Original Hercules voice actor Roger Bart talks going the distance, playing Hades on stage
They say the devil you know is better than the one you don’t. So when it came time for the Hercules stage musical to cast its central devil, the creative team didn’t have to look far.
More than 20 years ago, Roger Bart voiced the young hero in Disney’s Hercules, providing the singing voice for Herc’s big number, “Go the Distance.” Now, the Tony winner is returning to Mount Olympus, this time playing the flame-coiffed villain Hades on stage in the Public Theater’s new adaptation of the animated classic.
“Of course, now I can actually use the phrase that since recording Hercules in 1996, my career really truly has gone to hell,” Bart jokes.
It’s a homecoming that’s been a long time coming. Disney has adapted dozens of its animated films into stage musicals over the years, from Beauty and the Beast and The Lion King to Aladdin and Frozen, but the 1997 Hercules never got the same love, even with an Oscar-nominated soundtrack by Disney stalwarts Alan Menken and David Zippel. But after two decades, the story of the god-turned-mortal-turned-god-again is finally making its way to the stage, running Aug. 31 through Sept. 8 at the outdoor Delacorte Theater in New York’s Central Park.
Directed by Lear deBessonet and presented as part of the Public Theater’s Public Works program, Hercules features new additional songs from Menken and Zippel (including at least one number that features Hades). But the new show will still feature originals like “I Won’t Say I’m in Love,” “Zero to Hero,” and, of course, “Go the Distance.”
This time, Frozen’s Jelani Alladin will be the one singing of far-off places and hero’s welcomes as the new Hercules. Bart, a Broadway alum also known for Desperate Housewives and Revenge, will instead take a villainous turn as Hades — the underworld opposite of the fresh-faced hero he originated. (The original Hercules film also featured Josh Keaton as the teenage Hercules’ speaking voice and Tate Donovan as the adult version.)
“Roger Bart is virtuosity-in-action,” director Lear deBessonet tells EW in an email. “He’s a master of musical comedy who also has enormous depth and access to emotion, making him dream casting for Hades. Plus it’s an added valentine for long-time lovers of the Disney film, especially our community members who are over the moon to be working with him.”

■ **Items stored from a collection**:
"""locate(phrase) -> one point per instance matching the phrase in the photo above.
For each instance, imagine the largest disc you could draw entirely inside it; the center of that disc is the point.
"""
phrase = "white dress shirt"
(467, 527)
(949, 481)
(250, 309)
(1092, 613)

■ **Goal 1**: Please translate this sentence from the Roger Bart article into Spanish: "It’s a homecoming that’s been a long time coming."
■ **Goal 2**: Edit the part of the Roger Bart article starting at "Original Hercules voice" and ending at "the animated classic.", replacing "flame-coiffed" with "fiery-haired".
■ **Goal 3**:
Does each statement agree with the Roger Bart article? Answer yes or no for each, quoting the words from the article that decide it.
(a) The stage production plays at the Delacorte Theater in Central Park.
(b) Roger Bart gave the teenage Hercules his speaking voice in the film.
(c) The stage show leaves out "Zero to Hero."

■ **Complete output 1**: Es un regreso a casa que se ha hecho esperar mucho.

■ **Complete output 2**:
Original Hercules voice actor Roger Bart talks going the distance, playing Hades on stage
They say the devil you know is better than the one you don’t. So when it came time for the Hercules stage musical to cast its central devil, the creative team didn’t have to look far.
More than 20 years ago, Roger Bart voiced the young hero in Disney’s Hercules, providing the singing voice for Herc’s big number, “Go the Distance.” Now, the Tony winner is returning to Mount Olympus, this time playing the fiery-haired villain Hades on stage in the Public Theater’s new adaptation of the animated classic.

■ **Complete output 3**:
(a) Yes: "running Aug. 31 through Sept. 8 at the outdoor Delacorte Theater in New York’s Central Park"
(b) No: "The original Hercules film also featured Josh Keaton as the teenage Hercules’ speaking voice"
(c) No: "But the new show will still feature originals like “I Won’t Say I’m in Love,” “Zero to Hero,” and, of course, “Go the Distance.”"